Your assignment
From the passage on sequential protein folding, list every descriptive term it applies to the fragments it calls "building blocks" of the structure.

Page excerpt
We describe here an algorithm for distinguishing
sequential from nonsequentially folding proteins. Several
experiments have recently suggested that most of the proteins
that are synthesized in the eukaryotic cell may fold sequentially.
This proposed folding mechanism in vivo is particularly
advantageous to the organism. In the absence of chaperones,
the probability that a sequentially folding protein will
misfold is reduced significantly. The problem we address
here is devising a procedure that would differentiate between
the two types of folding patterns. Footprints of sequential
folding may be found in structures where consecutive fragments
of the chain interact with each other. In such cases, the
folding complexity may be viewed as being lower. On the
other hand, higher folding complexity suggests that at
least a portion of the polypeptide backbone folds back
upon itself to form three-dimensional (3D) interactions
with noncontiguous portion(s) of the chain. Hence, we look
at the mechanism of folding of the molecule via analysis
of its complexity, that is, through the 3D interactions
formed by contiguous segments on the polypeptide chain.
To computationally splice the structure into consecutively
interacting fragments, we either cut it into compact hydrophobic
folding units or into a set of hypothetical, transient,
highly populated, contiguous fragments (“building
blocks” of the structure). In sequential folding,
successive building blocks interact with each other from
the amino to the carboxy terminus of the polypeptide chain.
Consequently, the results of the parsing differentiate
between sequentially vs. nonsequentially folded chains.
The automated assessment of the folding complexity provides
insight into both the likelihood of misfolding and the
kinetic folding rate of the given protein. In terms of
the funnel free energy landscape theory, a protein that
truly follows the mechanism of sequential folding, in principle,
encounters smoother free energy barriers. A simple sequentially
folded protein should, therefore, be less error prone and
fold faster than a protein with a complex folding pattern.

[Items from a dataset]
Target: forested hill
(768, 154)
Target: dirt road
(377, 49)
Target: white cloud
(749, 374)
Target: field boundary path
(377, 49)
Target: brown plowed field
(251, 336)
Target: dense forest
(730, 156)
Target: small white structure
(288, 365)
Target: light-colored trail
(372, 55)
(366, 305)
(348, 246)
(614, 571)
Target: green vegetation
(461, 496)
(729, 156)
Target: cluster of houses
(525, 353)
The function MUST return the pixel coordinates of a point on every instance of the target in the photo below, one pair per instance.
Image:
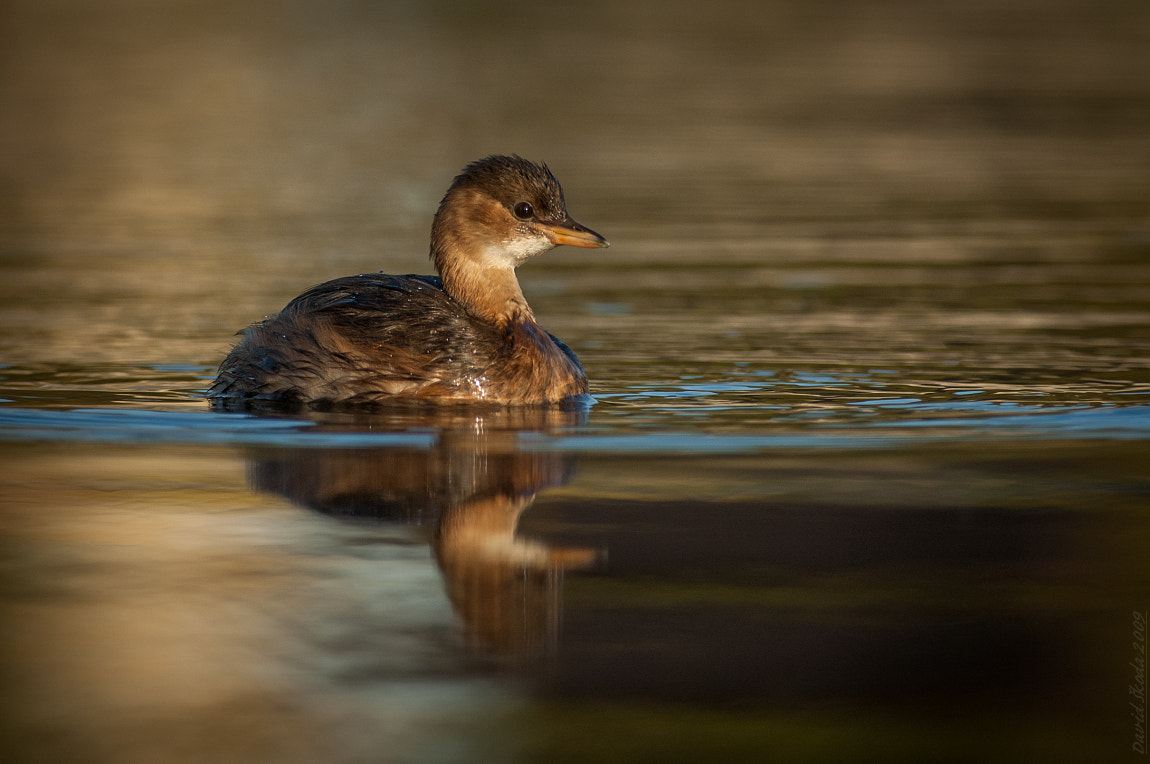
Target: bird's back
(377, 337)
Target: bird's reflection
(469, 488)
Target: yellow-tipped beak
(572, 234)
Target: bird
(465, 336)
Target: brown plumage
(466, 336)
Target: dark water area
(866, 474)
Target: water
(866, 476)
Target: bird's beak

...

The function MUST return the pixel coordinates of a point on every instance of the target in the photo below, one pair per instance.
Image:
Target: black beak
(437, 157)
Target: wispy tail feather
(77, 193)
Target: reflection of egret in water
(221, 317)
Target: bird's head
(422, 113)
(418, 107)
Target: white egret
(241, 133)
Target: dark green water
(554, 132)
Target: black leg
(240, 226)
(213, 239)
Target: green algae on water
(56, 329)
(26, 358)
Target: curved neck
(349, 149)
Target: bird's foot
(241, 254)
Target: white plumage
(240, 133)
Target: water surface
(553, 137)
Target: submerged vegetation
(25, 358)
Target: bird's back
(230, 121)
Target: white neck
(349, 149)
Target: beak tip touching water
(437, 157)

Worked solution
hypothetical, transient, highly populated, contiguous